[SUPPLIED ENTRIES — start]

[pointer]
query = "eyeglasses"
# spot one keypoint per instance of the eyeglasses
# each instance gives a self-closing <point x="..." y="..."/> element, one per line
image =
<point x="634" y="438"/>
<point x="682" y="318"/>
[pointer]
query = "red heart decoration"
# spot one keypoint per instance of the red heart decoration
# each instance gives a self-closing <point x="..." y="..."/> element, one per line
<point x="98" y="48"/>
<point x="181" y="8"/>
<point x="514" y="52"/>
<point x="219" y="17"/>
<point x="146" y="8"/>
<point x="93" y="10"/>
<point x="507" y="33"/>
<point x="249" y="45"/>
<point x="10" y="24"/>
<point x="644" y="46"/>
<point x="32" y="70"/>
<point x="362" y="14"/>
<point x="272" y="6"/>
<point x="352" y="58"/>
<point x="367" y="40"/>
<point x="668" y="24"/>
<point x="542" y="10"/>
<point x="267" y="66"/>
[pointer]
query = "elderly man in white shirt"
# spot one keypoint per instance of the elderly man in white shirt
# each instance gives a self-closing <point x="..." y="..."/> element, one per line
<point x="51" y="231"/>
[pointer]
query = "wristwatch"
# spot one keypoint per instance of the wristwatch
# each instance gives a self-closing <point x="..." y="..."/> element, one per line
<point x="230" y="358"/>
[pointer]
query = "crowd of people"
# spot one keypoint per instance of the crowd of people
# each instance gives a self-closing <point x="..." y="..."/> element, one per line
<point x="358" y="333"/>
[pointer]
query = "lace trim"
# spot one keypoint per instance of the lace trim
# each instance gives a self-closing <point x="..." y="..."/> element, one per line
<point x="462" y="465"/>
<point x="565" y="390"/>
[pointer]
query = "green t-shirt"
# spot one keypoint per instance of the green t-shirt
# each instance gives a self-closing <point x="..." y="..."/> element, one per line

[SUPPLIED ENTRIES — finish]

- EXERCISE OBJECTIVE -
Wherever a line in the entries above holds "wristwatch", copy that line.

- TASK SOLUTION -
query = "wristwatch"
# spot one keypoint per instance of the wristwatch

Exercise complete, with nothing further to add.